▶ [WRITTEN REQUEST]: Pick out each line of the records below that contains the word "gear". Letter case matters.

▶ [RECORDS PROVIDED]:
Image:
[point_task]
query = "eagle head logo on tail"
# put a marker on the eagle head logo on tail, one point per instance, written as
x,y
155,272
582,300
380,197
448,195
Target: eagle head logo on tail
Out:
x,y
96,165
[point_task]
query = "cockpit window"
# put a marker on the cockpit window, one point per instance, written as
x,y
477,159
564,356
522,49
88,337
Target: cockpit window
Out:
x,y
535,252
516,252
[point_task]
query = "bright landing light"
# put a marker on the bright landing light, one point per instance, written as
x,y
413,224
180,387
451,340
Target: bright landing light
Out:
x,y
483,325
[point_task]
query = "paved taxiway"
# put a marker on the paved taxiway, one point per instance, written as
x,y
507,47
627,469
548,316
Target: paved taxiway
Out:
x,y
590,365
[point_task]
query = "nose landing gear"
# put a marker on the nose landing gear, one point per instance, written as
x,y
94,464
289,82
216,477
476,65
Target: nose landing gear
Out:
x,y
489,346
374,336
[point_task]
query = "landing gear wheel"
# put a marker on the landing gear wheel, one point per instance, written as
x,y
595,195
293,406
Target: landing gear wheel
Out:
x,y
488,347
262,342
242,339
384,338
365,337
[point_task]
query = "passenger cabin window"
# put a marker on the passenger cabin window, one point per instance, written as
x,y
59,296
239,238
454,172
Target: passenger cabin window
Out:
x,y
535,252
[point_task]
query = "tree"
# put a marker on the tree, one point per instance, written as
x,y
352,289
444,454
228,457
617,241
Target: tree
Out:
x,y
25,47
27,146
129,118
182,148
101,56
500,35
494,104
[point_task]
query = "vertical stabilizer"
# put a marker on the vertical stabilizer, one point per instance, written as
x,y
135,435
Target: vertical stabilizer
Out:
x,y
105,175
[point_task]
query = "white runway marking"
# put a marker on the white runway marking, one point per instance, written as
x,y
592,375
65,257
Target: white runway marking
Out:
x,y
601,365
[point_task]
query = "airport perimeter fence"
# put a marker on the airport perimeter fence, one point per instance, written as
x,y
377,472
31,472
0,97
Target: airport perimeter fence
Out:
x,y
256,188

▶ [EXPECTED OUTPUT]:
query = "nose landing gear"
# put a marker on the nose landing gear, one point per instance, written as
Target: nose landing gear
query = "landing gear wheel"
# put a marker on the landing gear wheel, one point per instance, written as
Target: landing gear wheel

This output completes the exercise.